§ **About this exercise**
From the entries, copy out every line in which the word "bare" is found.

[[ The data open ]]

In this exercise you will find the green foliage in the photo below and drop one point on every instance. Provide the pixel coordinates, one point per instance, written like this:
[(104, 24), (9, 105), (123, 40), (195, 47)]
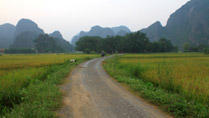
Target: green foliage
[(168, 100), (32, 92), (89, 44), (135, 42), (46, 44), (19, 51), (206, 51), (163, 45)]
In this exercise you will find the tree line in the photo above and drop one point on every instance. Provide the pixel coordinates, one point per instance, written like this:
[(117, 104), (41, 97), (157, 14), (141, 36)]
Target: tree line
[(136, 42)]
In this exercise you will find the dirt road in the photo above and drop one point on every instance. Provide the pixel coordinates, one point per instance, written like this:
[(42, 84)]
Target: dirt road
[(91, 93)]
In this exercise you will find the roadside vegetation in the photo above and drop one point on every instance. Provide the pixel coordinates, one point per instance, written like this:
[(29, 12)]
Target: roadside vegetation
[(176, 82), (28, 83)]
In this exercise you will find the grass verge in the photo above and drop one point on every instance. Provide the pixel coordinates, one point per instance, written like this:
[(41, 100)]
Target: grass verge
[(42, 96), (168, 101)]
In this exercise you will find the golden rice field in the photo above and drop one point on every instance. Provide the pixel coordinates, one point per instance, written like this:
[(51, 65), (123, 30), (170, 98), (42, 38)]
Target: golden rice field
[(185, 73), (18, 71)]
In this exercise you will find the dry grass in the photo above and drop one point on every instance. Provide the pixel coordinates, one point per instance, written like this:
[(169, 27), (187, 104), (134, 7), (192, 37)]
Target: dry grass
[(186, 73)]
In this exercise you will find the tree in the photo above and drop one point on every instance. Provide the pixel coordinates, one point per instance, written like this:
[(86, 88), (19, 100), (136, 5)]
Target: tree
[(46, 44), (89, 44), (136, 42)]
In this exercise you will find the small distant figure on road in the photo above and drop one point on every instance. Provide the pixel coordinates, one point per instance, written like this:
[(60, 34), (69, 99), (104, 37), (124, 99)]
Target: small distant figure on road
[(103, 54)]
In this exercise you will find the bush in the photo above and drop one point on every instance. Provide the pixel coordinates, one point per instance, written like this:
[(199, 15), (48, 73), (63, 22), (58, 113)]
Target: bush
[(206, 50)]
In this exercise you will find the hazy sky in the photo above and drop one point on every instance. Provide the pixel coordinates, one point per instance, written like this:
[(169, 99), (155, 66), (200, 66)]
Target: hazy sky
[(72, 16)]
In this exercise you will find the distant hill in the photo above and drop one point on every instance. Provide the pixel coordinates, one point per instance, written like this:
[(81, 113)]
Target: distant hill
[(6, 35), (189, 24), (61, 41), (102, 32), (26, 32)]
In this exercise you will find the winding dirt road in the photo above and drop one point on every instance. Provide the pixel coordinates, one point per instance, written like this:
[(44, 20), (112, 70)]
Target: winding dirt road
[(91, 93)]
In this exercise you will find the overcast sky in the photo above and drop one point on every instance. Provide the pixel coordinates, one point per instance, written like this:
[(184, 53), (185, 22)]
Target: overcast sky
[(72, 16)]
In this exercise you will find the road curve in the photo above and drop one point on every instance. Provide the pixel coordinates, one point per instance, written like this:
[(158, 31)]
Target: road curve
[(91, 93)]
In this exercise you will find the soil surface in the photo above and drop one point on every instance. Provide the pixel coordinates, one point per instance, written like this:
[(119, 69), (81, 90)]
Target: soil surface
[(91, 93)]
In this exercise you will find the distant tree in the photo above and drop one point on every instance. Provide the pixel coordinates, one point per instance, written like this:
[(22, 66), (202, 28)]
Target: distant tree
[(89, 44), (46, 44), (19, 51), (112, 44), (136, 42)]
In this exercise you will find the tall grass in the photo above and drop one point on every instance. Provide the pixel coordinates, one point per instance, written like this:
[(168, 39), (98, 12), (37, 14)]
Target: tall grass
[(185, 76), (19, 72)]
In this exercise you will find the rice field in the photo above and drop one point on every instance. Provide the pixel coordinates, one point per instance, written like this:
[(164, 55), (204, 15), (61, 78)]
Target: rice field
[(17, 72), (177, 83), (187, 74)]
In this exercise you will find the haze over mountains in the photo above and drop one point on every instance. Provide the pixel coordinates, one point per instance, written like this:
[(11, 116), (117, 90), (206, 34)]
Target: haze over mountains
[(189, 24), (24, 33), (102, 32)]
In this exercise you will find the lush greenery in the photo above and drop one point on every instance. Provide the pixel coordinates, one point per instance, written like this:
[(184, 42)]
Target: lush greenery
[(178, 83), (193, 48), (28, 83), (46, 44), (135, 42), (19, 51)]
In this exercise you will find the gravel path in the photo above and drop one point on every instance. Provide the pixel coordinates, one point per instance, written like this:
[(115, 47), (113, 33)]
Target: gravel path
[(91, 93)]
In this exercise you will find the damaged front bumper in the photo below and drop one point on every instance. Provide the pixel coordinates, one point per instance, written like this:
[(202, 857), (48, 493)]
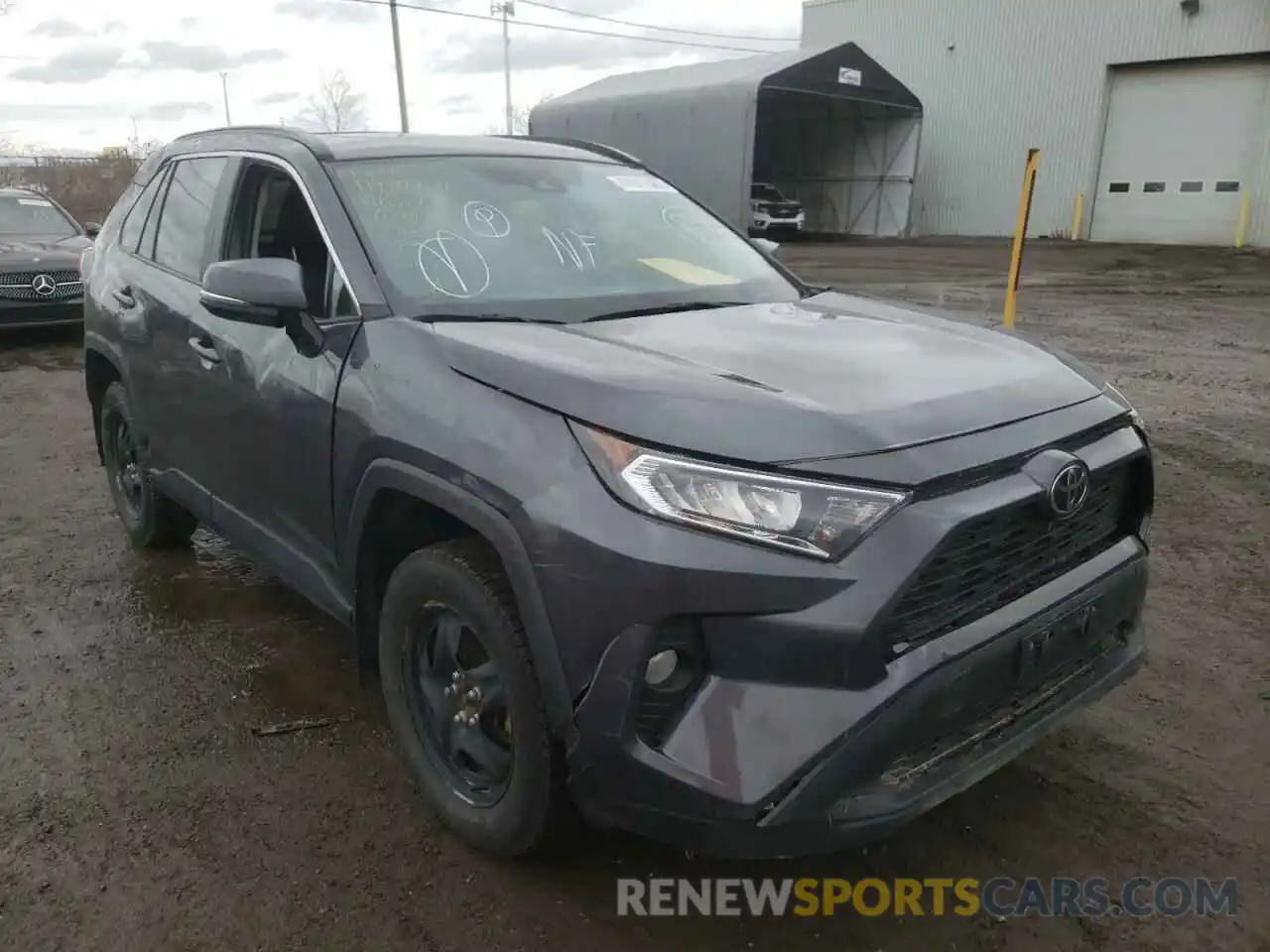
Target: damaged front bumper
[(769, 770)]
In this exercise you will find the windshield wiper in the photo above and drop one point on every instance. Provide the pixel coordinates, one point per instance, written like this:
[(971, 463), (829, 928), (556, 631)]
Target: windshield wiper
[(667, 308), (488, 317)]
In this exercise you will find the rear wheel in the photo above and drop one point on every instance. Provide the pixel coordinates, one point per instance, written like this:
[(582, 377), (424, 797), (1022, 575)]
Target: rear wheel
[(150, 518), (463, 701)]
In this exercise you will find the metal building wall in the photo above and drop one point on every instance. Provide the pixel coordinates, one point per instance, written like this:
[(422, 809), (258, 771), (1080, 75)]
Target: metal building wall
[(996, 76)]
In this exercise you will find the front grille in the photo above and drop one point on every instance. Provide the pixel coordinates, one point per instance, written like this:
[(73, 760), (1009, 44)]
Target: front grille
[(60, 277), (19, 286), (994, 558), (784, 209)]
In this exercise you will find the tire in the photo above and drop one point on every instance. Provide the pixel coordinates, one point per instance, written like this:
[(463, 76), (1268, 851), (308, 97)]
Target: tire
[(465, 578), (150, 518)]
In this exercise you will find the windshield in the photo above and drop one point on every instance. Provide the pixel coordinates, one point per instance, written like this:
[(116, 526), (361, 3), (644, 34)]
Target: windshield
[(33, 216), (547, 239)]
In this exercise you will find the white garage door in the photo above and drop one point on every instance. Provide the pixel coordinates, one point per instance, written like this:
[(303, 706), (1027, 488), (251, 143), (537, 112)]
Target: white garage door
[(1180, 150)]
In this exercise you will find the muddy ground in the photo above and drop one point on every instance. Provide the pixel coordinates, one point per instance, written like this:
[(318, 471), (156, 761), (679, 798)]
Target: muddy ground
[(137, 810)]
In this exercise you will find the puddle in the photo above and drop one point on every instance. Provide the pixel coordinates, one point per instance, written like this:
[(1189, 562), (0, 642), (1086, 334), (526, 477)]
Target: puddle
[(276, 651)]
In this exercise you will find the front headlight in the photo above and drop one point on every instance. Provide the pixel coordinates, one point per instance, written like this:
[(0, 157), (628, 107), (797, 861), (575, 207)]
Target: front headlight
[(1114, 393), (820, 520)]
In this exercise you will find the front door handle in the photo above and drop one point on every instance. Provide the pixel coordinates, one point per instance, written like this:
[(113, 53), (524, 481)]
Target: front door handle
[(204, 349)]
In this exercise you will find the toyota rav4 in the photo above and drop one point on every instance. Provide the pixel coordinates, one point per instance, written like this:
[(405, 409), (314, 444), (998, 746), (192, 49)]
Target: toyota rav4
[(624, 515)]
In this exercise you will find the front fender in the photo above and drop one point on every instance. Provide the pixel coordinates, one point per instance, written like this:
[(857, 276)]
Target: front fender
[(499, 532)]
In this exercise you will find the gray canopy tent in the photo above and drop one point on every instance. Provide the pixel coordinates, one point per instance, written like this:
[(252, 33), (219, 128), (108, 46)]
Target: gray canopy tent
[(830, 128)]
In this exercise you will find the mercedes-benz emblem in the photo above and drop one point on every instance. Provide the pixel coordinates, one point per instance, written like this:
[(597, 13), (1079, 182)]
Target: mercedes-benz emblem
[(1070, 489)]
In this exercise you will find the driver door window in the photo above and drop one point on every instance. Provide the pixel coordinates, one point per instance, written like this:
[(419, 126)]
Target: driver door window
[(271, 218)]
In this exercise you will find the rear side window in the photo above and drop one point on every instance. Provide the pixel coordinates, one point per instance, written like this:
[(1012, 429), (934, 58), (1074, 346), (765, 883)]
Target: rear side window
[(185, 223), (131, 232)]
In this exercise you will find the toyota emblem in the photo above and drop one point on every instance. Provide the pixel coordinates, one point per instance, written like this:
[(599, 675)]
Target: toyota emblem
[(1070, 490)]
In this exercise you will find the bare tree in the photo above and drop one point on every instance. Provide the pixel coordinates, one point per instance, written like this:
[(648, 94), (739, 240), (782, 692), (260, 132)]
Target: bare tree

[[ The data closed ]]

§ **Answer section**
In this exercise you will find the bare tree in the photo above and drop one point on every instance. Provide the pixel coordinates, one point per instance, written like this:
Target: bare tree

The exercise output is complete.